***** TEXTE RETENU *****
Marion de Lorme de Victor Hugo

12 octobre 1998
02m 14s
Réf. 00344

Notice

Résumé :

Reportage sur les répétitions de Marion de Lorme de Victor Hugo au théâtre de Lorient avec Jutta-Johanna Weiss dans le rôle titre. Interview du metteur en scène, Eric Vigner.

Date de diffusion :
12 octobre 1998
Source :
FR3 (Collection: JT Rennes midi )
Fiche CNT :

Éclairage

Marion de Lorme, drame en cinq actes écrit pendant juin 1829 et créé un an et demi après Hernani – objet d'une célèbre querelle littéraire – a d'abord été frappé d'interdiction. « Il y a eu [...] veto de la censure, écrit Hugo dans sa préface, prohibition successive des deux ministères Martignac et Polignac, volonté formelle du roi Charles X » [1], alors même que la pièce avait été reçue par la Comédie-Française. La pièce met en effet en scène sous un jour peu flatteur Louis XIII – que son bouffon et son ministre manipulent à leur guise – et érige en femme exemplaire une courtisane, une prostituée de haut rang, Marion de Lorme, dont l'histoire n'a retenu que les aventures avec le Roi. Hugo était par ailleurs connu pour la versatilité de ses opinions politiques et, au moment où la pièce devait être jouée, pour son opposition à un régime qu'il avait autrefois loué. C'est donc seulement après la chute des Bourbons et l'échec de la Restauration que le texte de Marion de Lorme trouva toute la légitimité nécessaire pour être porté à la scène, en 1831, au Théâtre de la Porte Saint-Martin, avec dans le rôle principal l'une des égéries des auteurs romantiques, Marie Dorval qui, dans un jeu à la sensibilité exacerbée, incarnait à merveille les préceptes romantiques d'un art au plus proche de la vérité des sentiments et des passions (Hugo note à propos de son interprétation que Marie Dorval, au cinquième acte, est « constamment pathétique, déchirante, sublime, et, ce qui est plus encore, naturelle » [2]). Le rôle de Marion de Lorme sera repris plus tard, dans le même théâtre, par Sarah Bernhardt, qui jouera aussi la pièce à la Comédie-Française, avec Mounet-Sully dans le rôle de Louis XIII, en 1905. Depuis, la pièce est tombée en désuétude, pâtissant sans doute de longueurs et de développements « dans le nouveau goût » dont Hugo est généralement friand et où se mêlent à la fois détails historiques, gravité et lyrisme. Elle n'a été mise en scène que ponctuellement – à la Comédie-Française en 1922, avec Cécile Sorel, Pierre Fresnay, Maurice Escande et Fernand Ledoux dans les principaux rôles – et a quasiment disparu de l'affiche des théâtres subventionnés, jusqu'à sa remise sous les projecteurs par Eric Vigner, au Centre dramatique de Bretagne, en 1998.
***** ENTRÉES FOURNIES *****
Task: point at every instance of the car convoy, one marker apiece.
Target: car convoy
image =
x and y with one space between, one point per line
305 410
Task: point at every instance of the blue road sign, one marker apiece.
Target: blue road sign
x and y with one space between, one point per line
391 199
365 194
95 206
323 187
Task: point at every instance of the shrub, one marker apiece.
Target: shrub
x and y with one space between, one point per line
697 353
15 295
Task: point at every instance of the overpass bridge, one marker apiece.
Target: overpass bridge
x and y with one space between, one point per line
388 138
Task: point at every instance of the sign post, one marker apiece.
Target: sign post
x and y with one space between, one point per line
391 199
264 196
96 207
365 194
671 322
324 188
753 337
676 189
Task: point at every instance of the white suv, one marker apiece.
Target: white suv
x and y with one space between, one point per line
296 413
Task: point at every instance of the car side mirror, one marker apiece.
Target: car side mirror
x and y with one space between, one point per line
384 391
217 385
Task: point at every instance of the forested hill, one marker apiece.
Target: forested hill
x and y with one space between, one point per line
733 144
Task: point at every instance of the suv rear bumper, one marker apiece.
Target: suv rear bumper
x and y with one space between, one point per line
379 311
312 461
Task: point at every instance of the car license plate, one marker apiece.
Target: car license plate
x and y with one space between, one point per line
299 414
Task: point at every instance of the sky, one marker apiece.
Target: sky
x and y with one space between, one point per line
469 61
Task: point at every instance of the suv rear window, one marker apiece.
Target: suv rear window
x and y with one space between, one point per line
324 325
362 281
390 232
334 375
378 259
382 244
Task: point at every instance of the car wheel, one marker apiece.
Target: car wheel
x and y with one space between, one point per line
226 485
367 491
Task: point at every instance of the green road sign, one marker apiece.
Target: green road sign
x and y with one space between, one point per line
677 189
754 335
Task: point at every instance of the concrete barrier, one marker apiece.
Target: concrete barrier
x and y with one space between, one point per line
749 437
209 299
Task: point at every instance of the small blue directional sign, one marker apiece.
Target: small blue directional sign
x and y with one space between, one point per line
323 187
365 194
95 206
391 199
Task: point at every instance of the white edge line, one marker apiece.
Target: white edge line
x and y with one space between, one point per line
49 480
*****
▶ À FAIRE:
- A) D'après le texte sur Marion de Lorme, dans quel théâtre la pièce fut-elle portée à la scène en 1831 ?
- B) Poursuivez le texte sur Marion de Lorme après sa dernière phrase.
Les entrées n'ont aucun rôle à jouer ici.

▶ RÉPONSES RÉDIGÉES:
- A) Au Théâtre de la Porte Saint-Martin.

- B)
[1] Victor Hugo, préface de Marion de Lorme, in Théâtre, vol. 1, Victor Lecou, J. Hetzel et cie éditeurs, Paris, 1855, p. 98.

[2] Victor Hugo, note I sur Marion de Lorme, in Théâtre, vol. 1, Victor Lecou, J. Hetzel et cie éditeurs, Paris, 1855, p. 246.

Céline Hersant

Transcription

Denis Podalydès
Marion de Lorme sur les planches, cette héroïne née sous la plume de Victor Hugo a séduit Eric Vigner du centre dramatique de Lorient. Il a donné ce rôle principal à une actrice autrichienne, Jutta Johanna Weiss. Une actrice qui a déjà une carrière internationale importante, mais qui joue là son tout premier rôle en France. Un reportage de Roger Bendayan, et Eric Nedjar.
Journaliste
Après avoir créé L’Illusion comique de Corneille, Eric Vigner s’installe à la tête du centre dramatique de Lorient. Il s’attaque de nouveau à un gros morceau, Marion Delorme de Victor Hugo.
Eric Vigner
Marion Delorme est une femme de la haute prostitution. Ce n'est pas une prostituée, je dirais, qui fait le trottoir, ce n'est pas tout ça. C’est les femmes du XIXe siècle qui ont un hôtel particulier et qui ont beaucoup d’amants, et qui interviennent dans la vie sociale et politique, et dans la vie littéraire. Donc, c’est Marion Delorme et ses hommes. Donc dans la pièce, il y a 10 hommes et une femme.
Jutta Johanna Weiss
Je fais ce que je veux, je veux ce que je dois. Je suis libre, Monsieur.
Comédien 1
Libre, et dites, Madame, sont-ils libres aussi ceux dont vous avez l’âme ?
Journaliste
Un grand classique, avec 15 comédiens, danseurs et musiciens. Mais le regard de l’auteur est contemporain. C’est l’histoire de Marion, une courtisane qui collectionne les amants. Didier en tombe amoureux, et il finira décapité.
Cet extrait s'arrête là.